• Available records:
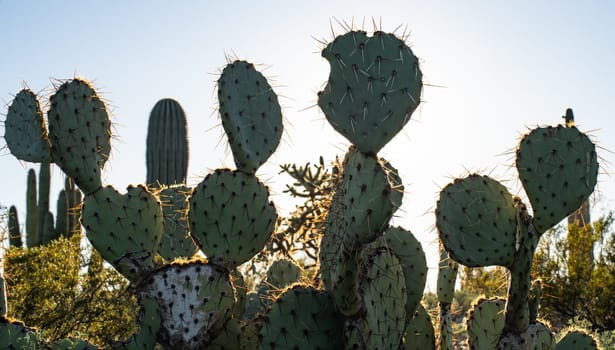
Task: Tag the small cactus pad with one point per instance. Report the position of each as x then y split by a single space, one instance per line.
149 325
194 299
373 88
419 334
251 115
230 216
282 273
176 241
383 287
477 222
302 318
368 203
24 129
447 277
558 167
80 133
411 256
485 323
125 229
576 339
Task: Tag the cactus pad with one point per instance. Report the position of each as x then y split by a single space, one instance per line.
368 199
230 217
558 167
302 318
176 241
194 299
80 133
125 229
373 88
477 221
485 323
411 256
24 129
251 115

• How to complete this task: A word-for-word retyping of the material above is expected, without pictures.

• Response for this exercise:
Task: Tag the small cactus pad with one point per instance. Report the position of each as x then y split by a single space, one instance per line.
149 325
194 299
373 88
419 334
251 115
230 216
282 273
176 241
383 287
477 222
302 318
368 203
24 129
447 277
558 167
80 133
411 256
485 323
125 229
576 339
Task: Tag the cactus pad with one point per instance. Report the position of each as x then y split by a single space, one instance per line.
368 199
230 217
558 167
302 318
176 241
194 299
80 133
125 229
373 88
477 221
485 323
411 256
24 129
251 115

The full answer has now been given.